But i want to avoid using cron, shell jobs and multiple connections for this, i know that it can be done with libpq, but is there a way to fire up a query (4 different non-blocking queries) and do not wait till it ends execution, within single connection?
Or if anyone can point me out to some clues on how to write that function, using postgres internals, or simply in C and bound it as a stored procedure?
Cheers Darius
I've got a sure answer for this question - IF you will share with us what your ab workout is!!! I'm getting fat by the minute and I need answers myself...
OK I'll answer anyway.
If you are updating one table, on one database server, in 40 minutes 'single threaded' and in 10 minutes with 4 threads, the bottleneck is not the database server; otherwise, it would get bogged down in I/O. If you are executing a bunch of UPDATES, one call per record, the network round-trip time is killing you.

• **Dataset content**
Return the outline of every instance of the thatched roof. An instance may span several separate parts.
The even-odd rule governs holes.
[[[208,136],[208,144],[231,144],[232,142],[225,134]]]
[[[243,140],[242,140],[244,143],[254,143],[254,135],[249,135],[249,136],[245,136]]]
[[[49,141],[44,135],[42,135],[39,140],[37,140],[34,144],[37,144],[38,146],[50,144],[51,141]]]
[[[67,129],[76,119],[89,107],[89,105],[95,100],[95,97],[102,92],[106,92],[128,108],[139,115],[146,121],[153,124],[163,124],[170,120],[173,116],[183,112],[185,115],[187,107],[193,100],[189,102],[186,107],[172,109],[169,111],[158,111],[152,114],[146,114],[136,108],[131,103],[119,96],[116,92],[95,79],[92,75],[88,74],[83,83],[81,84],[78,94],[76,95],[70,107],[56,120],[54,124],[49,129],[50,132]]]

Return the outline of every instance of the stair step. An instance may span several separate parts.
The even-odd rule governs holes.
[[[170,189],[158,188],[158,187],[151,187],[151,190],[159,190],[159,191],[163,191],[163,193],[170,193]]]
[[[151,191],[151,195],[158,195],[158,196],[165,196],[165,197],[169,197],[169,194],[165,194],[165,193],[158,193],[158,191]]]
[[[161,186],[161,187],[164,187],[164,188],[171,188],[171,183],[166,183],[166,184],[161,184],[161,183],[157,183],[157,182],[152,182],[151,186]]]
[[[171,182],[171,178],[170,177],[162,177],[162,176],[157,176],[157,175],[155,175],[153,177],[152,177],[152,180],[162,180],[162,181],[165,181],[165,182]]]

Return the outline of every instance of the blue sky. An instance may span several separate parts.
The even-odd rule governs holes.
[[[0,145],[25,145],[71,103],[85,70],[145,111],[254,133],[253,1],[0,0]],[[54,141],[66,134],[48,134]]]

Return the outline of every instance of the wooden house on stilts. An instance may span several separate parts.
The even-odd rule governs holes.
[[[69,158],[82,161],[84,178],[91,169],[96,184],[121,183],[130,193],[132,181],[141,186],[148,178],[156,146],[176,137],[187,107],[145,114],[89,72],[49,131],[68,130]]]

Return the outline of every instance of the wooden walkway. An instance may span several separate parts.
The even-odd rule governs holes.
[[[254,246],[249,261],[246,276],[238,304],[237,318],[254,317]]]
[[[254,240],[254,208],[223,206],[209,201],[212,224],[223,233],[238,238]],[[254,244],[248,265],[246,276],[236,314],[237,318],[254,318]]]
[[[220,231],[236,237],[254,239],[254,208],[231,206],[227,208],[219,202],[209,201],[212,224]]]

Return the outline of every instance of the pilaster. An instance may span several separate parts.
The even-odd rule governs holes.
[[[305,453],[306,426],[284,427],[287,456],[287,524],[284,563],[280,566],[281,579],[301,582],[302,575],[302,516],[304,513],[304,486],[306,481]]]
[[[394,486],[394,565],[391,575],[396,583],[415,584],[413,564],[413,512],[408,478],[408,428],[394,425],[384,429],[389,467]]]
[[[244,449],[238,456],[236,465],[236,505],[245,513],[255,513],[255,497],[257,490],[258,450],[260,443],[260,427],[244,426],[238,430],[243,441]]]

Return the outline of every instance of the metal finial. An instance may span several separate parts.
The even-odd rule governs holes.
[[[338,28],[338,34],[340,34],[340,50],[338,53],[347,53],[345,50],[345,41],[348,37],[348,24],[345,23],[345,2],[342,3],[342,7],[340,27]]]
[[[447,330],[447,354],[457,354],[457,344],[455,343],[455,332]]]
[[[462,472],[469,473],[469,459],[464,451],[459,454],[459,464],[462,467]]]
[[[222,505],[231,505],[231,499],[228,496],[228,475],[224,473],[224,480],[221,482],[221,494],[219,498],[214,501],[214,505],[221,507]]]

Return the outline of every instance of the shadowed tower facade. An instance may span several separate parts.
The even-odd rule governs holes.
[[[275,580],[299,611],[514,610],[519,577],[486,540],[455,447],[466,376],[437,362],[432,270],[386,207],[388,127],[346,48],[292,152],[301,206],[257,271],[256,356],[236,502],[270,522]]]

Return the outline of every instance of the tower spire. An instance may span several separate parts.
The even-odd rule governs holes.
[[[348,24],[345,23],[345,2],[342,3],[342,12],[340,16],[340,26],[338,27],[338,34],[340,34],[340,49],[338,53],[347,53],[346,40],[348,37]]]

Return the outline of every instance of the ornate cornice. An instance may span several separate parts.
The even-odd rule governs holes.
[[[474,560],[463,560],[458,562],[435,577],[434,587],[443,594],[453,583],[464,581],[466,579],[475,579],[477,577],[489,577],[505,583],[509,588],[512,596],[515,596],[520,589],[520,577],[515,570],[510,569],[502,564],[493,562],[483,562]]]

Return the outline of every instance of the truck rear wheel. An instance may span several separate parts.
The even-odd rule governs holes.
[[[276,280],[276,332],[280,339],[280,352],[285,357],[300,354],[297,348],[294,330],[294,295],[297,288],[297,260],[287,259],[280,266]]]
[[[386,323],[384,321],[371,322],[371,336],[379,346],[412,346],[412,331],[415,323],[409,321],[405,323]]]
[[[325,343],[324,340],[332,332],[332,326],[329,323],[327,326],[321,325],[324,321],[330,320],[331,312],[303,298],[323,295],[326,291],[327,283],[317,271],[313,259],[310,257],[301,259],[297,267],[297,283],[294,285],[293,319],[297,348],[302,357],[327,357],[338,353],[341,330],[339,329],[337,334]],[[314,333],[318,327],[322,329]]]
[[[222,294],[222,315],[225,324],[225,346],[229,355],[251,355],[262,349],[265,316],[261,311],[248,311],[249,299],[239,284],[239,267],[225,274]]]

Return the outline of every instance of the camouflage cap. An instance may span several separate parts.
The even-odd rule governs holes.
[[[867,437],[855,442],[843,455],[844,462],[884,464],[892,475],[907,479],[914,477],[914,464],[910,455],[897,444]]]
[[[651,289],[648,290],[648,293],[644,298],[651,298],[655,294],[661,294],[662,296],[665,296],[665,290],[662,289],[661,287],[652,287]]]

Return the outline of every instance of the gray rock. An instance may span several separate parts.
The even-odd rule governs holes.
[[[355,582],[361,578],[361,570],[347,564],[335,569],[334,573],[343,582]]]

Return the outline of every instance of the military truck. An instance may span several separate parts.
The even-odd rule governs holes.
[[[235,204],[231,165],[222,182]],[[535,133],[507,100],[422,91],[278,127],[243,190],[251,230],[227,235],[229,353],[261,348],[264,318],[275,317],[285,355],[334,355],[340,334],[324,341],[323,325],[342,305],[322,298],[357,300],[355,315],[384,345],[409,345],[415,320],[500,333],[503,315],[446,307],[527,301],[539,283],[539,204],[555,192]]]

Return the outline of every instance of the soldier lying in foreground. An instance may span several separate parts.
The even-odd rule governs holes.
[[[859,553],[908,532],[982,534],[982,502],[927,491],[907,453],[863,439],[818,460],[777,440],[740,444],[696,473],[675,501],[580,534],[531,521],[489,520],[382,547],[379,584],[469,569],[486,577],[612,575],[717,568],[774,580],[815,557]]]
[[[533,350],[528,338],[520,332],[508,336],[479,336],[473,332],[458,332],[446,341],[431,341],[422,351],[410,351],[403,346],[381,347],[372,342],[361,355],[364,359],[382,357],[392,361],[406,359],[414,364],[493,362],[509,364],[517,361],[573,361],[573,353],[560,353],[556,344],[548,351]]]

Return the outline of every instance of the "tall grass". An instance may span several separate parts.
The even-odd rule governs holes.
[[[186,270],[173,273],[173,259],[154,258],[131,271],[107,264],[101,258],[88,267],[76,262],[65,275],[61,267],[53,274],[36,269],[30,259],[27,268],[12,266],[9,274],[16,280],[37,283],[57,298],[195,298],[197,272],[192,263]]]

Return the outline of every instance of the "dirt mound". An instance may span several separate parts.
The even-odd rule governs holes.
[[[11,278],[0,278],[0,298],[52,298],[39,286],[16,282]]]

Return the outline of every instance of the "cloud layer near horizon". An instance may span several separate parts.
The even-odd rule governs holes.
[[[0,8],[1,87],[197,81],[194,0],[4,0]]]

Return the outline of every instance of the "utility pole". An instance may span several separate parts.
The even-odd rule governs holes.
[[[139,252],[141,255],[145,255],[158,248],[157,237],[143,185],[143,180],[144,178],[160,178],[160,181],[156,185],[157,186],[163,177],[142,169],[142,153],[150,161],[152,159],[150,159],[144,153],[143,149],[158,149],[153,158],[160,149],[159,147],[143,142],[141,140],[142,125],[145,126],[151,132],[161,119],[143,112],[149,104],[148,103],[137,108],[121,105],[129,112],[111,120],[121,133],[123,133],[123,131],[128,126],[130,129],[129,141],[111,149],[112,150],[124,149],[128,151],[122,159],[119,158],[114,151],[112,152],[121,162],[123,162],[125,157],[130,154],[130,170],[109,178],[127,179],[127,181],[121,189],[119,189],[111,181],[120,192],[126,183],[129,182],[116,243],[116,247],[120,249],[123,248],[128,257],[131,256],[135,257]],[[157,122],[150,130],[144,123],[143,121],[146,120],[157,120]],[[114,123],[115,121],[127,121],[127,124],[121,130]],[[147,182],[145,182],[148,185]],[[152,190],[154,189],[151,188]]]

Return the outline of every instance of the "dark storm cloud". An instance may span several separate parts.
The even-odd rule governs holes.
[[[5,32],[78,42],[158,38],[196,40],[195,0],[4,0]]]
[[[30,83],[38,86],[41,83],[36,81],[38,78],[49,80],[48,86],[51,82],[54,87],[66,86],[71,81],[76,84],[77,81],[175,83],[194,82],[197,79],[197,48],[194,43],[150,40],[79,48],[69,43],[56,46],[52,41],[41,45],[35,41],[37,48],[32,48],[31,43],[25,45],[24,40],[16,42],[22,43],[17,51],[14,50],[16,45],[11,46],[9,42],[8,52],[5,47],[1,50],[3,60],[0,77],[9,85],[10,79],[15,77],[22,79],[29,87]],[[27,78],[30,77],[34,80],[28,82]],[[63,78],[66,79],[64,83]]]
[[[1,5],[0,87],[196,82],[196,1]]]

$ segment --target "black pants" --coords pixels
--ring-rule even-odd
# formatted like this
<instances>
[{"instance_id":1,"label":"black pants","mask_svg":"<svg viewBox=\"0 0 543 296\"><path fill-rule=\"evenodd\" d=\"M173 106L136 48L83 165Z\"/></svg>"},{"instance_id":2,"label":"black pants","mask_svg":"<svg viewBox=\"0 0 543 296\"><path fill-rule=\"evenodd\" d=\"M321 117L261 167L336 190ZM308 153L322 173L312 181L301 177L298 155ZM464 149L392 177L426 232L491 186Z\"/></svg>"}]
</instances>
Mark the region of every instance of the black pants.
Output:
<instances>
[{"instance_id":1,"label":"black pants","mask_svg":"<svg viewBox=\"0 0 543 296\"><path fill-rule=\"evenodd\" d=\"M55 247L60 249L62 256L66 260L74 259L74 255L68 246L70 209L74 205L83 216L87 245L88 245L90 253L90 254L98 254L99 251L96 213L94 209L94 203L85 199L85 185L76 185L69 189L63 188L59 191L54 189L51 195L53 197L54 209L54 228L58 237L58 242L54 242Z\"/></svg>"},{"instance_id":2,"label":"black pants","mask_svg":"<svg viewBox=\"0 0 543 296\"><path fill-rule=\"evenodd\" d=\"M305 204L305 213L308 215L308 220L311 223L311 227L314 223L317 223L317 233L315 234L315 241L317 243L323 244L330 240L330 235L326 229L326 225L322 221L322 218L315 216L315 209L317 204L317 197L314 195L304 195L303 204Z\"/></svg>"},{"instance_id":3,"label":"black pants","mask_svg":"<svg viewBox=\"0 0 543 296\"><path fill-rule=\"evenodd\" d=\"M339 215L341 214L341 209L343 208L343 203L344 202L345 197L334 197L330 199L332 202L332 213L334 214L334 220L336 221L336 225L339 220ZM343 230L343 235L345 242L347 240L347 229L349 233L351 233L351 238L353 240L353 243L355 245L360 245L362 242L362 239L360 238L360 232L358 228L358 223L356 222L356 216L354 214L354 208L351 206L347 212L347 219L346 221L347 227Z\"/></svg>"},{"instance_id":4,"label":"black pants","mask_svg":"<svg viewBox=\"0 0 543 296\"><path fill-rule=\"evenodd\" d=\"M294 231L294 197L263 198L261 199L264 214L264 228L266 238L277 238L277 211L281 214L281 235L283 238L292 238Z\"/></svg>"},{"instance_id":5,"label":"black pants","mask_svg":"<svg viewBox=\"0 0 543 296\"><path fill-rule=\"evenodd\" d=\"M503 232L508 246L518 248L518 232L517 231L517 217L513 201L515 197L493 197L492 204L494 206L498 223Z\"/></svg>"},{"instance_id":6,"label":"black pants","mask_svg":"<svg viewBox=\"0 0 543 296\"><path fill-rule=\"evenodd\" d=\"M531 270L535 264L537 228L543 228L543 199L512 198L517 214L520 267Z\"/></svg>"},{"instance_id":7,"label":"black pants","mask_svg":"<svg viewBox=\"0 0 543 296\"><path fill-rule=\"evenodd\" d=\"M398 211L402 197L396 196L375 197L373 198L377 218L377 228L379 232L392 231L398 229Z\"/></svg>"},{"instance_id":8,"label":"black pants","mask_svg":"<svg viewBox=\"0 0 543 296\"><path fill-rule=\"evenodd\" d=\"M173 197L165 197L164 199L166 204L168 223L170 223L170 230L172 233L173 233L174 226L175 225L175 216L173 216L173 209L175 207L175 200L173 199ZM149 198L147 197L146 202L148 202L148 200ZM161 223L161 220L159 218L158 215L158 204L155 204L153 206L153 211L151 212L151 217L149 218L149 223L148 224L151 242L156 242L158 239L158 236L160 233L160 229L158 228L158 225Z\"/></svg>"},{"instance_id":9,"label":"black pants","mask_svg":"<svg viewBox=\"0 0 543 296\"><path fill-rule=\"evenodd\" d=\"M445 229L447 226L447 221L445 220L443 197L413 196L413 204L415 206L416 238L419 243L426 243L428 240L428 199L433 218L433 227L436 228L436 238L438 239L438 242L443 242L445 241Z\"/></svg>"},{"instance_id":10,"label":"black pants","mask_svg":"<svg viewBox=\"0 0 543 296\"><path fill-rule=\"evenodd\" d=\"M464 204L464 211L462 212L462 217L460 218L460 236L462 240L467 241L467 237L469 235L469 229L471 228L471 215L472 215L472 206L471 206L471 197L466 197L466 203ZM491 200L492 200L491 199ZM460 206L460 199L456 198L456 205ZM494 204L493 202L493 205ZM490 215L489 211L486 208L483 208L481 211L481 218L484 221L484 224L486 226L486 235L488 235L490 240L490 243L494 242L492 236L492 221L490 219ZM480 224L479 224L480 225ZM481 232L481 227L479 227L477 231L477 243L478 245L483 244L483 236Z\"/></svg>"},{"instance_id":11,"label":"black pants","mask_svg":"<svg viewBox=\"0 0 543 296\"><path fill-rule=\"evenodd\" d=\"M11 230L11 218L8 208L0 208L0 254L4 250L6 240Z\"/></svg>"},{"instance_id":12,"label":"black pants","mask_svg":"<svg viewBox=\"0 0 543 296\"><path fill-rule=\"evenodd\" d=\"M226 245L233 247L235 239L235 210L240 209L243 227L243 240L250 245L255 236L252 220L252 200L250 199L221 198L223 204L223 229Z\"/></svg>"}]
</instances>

• **Exercise 1**
Transcribe the part of the PostgreSQL query thread that opens with the words containing "Cheers Darius" and closes with "is killing you.".
• **Exercise 2**
Please write the next part of the PostgreSQL query thread, picking up after its last sentence.

• **Exercise response 1**
Cheers Darius
I've got a sure answer for this question - IF you will share with us what your ab workout is!!! I'm getting fat by the minute and I need answers myself...
OK I'll answer anyway.
If you are updating one table, on one database server, in 40 minutes 'single threaded' and in 10 minutes with 4 threads, the bottleneck is not the database server; otherwise, it would get bogged down in I/O. If you are executing a bunch of UPDATES, one call per record, the network round-trip time is killing you.

• **Exercise response 2**
I'm pretty sure this is the case and not that it's either an I/O bottleneck on the DB or the possibility that procedure_name(paramns); is taking a long time. (If that were the procedure taking 2-10 seconds it would take like 2500 min to do 30K records). The reason I am sure is that starting 4 concurrent processed cuts the time in 1/4. So especially it is not an i/o issue on the DB server.
This might be the one excuse for putting business logic in an SP on the server. Optimization unfortunately means breaking the rules. The consequence is difficult maintenance. but, duh!!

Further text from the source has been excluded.